_Document passage:_
++++++++++

We have versioned 'machine types' - so for example QEMU has
  pc-i440fx-2.11
  pc-i440fx-2.10

machine types; any version of qemu that supports machine type
pc-i440fx-2.10 should behave the same to it's emulated devices.
If we change the behaviour then we tie it to the new machine type;
so the behaviour of a device in pc-i440fx-2.11 might be a bit different.
Occasionally we'll kill off old machine types; (actually we should do it
more!) - but certainly when we do downstream versions we tie it to
machine types as well.

We also have some migration-capability flags, so some features can only
be used if both sides have that flag, and also Libvirt has some checking
of host CPU flags.

> >>>>> * if guest_driver_version is compatible with host driver at destination.
> >>>>> For mdev devices, guest driver communicates with host driver in some
> >>>>> form. If there are changes in structures/APIs of such communication,
> >>>>> guest driver at source might not be compatible with host driver at
> >>>>> destination.  
> >>>>
> >>>> And another guess plus now the guest driver is involved which libvirt
> >>>> has no visibility to.
> >>>>    
> >>>
> >>> Like above libvirt need to do strcmp.
> >>
> >> Insufficient, imo
> >>
> >>>>> 'available_instances' sysfs already exist, later two should be added by
> >>>>> vendor driver which libvirt can use for migration compatibility check.  
> >>>>
> >>>> As noted previously, display and migration are not necessarily
> >>>> mdev-only features, it's possible that vfio-pci or vfio-platform could
> >>>> also implement these, so the sysfs interface cannot be restricted to
> >>>> the mdev template and lifecycle interface.
> >>>>   
> >>>
> >>> I agree.
> >>> Feature bitmask passed to vfio core is not mdev specific. But here
> >>> 'available_instances' for migration compatibility check is mdev
> >>> specific. If mdev device is not create-able at destination, there is no
> >>> point in initiating migration by libvirt.
> >>
> >> 'available_instances' for migration compatibility check...?  We use
> >> available_instances to know whether we have the resources to create a
> >> given mdev type.  It's certainly a prerequisite to have a device of the
> >> identical type at the migration target and how we define what is an
> >> identical device for a directly assigned PCI device is yet another
> >> overly complicated rat hole.  But an identical device doesn't
> >> necessarily imply migration compatibility and I think that's the
> >> problem we're tackling.  We cannot assume based only on the device type
> >> that migration is compatible, that's basically saying we're never going
> >> to have any bugs or oversights or new features in the migration stream.
> > 
> > Those things certainly happen; state that we forgot to transfer, new
> > features enables on devices, devices configured in different ways.

++++++++++

_Problem to work on:_ Continue the discussion of mdev migration compatibility from the point where it stops.

++++++++++

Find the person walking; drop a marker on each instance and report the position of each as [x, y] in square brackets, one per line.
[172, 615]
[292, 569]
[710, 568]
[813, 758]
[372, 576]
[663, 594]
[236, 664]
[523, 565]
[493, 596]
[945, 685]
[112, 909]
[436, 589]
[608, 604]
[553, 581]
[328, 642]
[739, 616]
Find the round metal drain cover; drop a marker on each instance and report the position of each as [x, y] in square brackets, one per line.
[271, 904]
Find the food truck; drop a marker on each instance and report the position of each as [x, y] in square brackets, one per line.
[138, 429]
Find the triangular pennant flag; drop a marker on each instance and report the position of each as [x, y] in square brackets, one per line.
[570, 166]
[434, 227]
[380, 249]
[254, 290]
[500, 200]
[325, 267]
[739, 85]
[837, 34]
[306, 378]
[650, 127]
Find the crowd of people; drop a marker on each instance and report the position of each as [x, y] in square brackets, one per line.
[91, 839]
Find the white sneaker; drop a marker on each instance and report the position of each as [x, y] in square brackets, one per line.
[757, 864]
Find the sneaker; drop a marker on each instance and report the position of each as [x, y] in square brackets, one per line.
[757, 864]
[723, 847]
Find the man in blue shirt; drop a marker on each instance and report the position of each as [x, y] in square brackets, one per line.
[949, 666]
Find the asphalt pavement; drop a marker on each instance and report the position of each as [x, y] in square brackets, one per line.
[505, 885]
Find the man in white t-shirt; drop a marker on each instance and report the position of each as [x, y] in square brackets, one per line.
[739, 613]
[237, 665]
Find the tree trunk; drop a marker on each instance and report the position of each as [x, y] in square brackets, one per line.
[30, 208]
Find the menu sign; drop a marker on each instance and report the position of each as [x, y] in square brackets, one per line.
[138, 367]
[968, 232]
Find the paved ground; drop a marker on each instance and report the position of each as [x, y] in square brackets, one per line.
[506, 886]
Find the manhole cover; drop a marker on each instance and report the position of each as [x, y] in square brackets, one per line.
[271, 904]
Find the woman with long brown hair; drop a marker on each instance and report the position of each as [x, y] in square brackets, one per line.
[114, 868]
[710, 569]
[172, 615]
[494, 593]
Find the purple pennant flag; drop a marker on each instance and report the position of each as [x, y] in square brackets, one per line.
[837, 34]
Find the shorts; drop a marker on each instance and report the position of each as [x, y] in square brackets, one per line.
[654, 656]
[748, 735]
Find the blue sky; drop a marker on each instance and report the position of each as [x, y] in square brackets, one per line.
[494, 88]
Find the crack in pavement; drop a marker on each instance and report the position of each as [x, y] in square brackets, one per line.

++++++++++

_The output:_
> > 
> 
> How libvirt checks migration compatibility for other devices across QEMU
> versions where source support a device and destination running with
> older QEMU version doesn't support that device or that device doesn't
> exist in that system?

Libvirt inspects the qemu to get lists of devices and capabilities; I'll
leave it to the libvirt guys to add more detail if needed.

Dave

> Thanks,
> Kirti
> 
> >> Chatting with Laine, it may be worth a step back to include migration
> >> experts and people up the stack with more visibility to how openstack
> >> operates.  The issue here is that if vfio gains migration support then
> >> we have a portion of the migration stream that is not under the control
> >> of QEMU, we cannot necessarily tie it to a QEMU machine type and we
> >> cannot necessarily dictate how the vfio bus driver (vendor driver)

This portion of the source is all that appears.